DESCRIPTION OF THE TASK:
Convert every line of the items below into a JSON list of strings, one string per line, omitting blank lines and leaving the pictures out.

PROVIDED MATERIAL:
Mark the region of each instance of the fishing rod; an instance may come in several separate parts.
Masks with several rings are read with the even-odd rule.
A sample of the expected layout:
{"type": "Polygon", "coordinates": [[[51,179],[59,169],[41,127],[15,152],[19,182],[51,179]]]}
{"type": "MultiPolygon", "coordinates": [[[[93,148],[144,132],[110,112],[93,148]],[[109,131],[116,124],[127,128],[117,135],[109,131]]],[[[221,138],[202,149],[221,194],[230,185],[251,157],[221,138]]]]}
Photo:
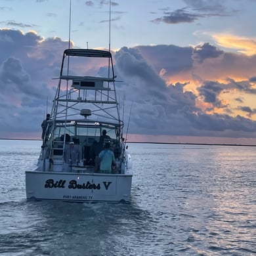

SOLVED EXERCISE:
[
  "Mark the region of each instance of the fishing rod; an instance may come in several separate parts.",
  "Masks with several rings are read with the even-odd rule.",
  "A sample of the expected layout:",
  "{\"type\": \"Polygon\", \"coordinates\": [[[51,179],[59,169],[41,127],[15,152],[19,182],[51,179]]]}",
  "{\"type\": \"MultiPolygon\", \"coordinates\": [[[[93,148],[144,132],[110,112],[93,148]],[[109,131],[116,124],[127,128],[117,135],[109,131]]],[[[221,138],[202,149],[221,194],[230,185],[251,157],[221,138]]]]}",
  "Photo:"
]